What is asked
a) Based on the covering radius lower bound text, decide whether each statement is true. (i) Theorem 8 applies when m is a prime power. (ii) The text says h' has been proven to be constant. (iii) The text says the projection's effect on volume can be seen by computing its Jacobian. Answer yes or no for each, and quote the words from the text that settle it.
b) In the covering radius lower bound text, which lemma is combined with Theorem 8 to show that a principal ideal with only long generators exists?
c) Continue the covering radius lower bound text from the point where it stops.

* begin Extract to read *

6.3 Covering Radius Lower Bound

Let \(h' := (h^+)^{1/(n-1)}\), which we recall is conjectured to be constant. Combined with Lemma 9, the theorem below shows that there exists a principal ideal \(\mathcal {I}\subseteq R\) for which every generator has Euclidean norm at least \(\exp (\varOmega (\sqrt{m} / (h' \log m))) \cdot S(\mathcal {I})\).

Theorem 8

For a prime power m, the log-unit lattice satisfies

$$ \mu ^{(1)}(\varLambda ) \ge \varOmega \big (m^{3/2} / (h' \log m)\big ) . $$

Proof

Using Lemma 12 below,

$$ (\det ({{\mathrm{Log}}}C))^{1/(n-1)} = \varOmega (m^{1/2} / \log m ) . $$

Since \(\det (\varLambda ) = \det ({{\mathrm{Log}}}C) / h^+\),Footnote 8

$$ (\det (\varLambda ))^{1/(n-1)} = \varOmega (m^{1/2} / (h' \log m)) \; . $$

The theorem now follows from the fact that

$$ {{\mathrm{vol}}}(B_1^{n} \cap H) \le \sqrt{n} \cdot 2^{n-1} / (n-1)! = O(1/n)^{n-1} , $$

where \(B_1^{n} := \{ \mathbf {x}\in \mathbb {R}^{n} : \Vert \mathbf {x}\Vert _1 \le 1 \}\). To prove this inequality, notice that (1) the volume of \(B_1^{n-1}\) is \(2^{n-1} / (n-1)!\), (2) the projection of \(B_1^{n} \cap H\) on the first \(n-1\) coordinates is contained in \(B_1^{n-1}\), and (3) this projection shrinks volumes by \(\sqrt{n}\), as can be seen by computing its Jacobian.

* end Extract to read *
* begin Records provided *

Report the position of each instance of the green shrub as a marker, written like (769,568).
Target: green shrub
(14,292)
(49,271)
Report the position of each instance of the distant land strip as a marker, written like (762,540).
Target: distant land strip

* end Records provided *

In response
a)
(i) Yes: "For a prime power m, the log-unit lattice satisfies"
(ii) No: "which we recall is conjectured to be constant"
(iii) Yes: "as can be seen by computing its Jacobian"

b) Lemma 9.

c)
Lemma 12

The determinant of \({{\mathrm{Log}}}C\) satisfies

$$\begin{aligned} \det ({{\mathrm{Log}}}C)^{1/(n-1)} = \varOmega (\sqrt{m} / \log m ). \end{aligned}$$

Proof

Recall from the proof of Lemma 3 that \(\mathbf {b}_{j}^{\vee }\) is the projection of \(\mathbf {z}_{j}^{\vee }\) orthogonal to \(\mathbf {1}\). The |G|-dimensional full-rank lattice generated by \({\{}{ \mathbf {z}_{j}^{\vee } }{\}}_{j \in G}\) has determinant

$$ | \det (\mathbf {Z}^{-t}) | = \prod _{\chi \in \widehat{G}} |\lambda _\chi ^{-1}| . $$

Next, notice that the shortest vector in the intersection of this lattice with the span of \(\mathbf {1}\) is \(\mathbf {Z}^{-t} \mathbf {1}= \lambda _1^{-1} \mathbf {1}\), whose Euclidean norm is \(\lambda _1^{-1} \sqrt{|G|}\). Therefore, the dual of \({{\mathrm{Log}}}C\), which is the projection of this lattice orthogonally to \(\mathbf {1}\), has determinant

$$ |G|^{-1/2} \prod _{\chi \in \widehat{G} \setminus {\{}{1}{\}}} |\lambda _\chi ^{-1}| , $$

and therefore

$$\begin{aligned} \det ({{\mathrm{Log}}}C) \nonumber&= |G|^{1/2} \prod _{\chi \in \widehat{G} \setminus {\{}{1}{\}}} |\lambda _\chi | \\&= |G|^{1/2} \prod _{\chi \in \widehat{G} \setminus {\{}{1}{\}}} \left| {\frac{1}{2} \sqrt{f_\chi } \cdot L(1,\chi )}\right| , \end{aligned}$$
(10)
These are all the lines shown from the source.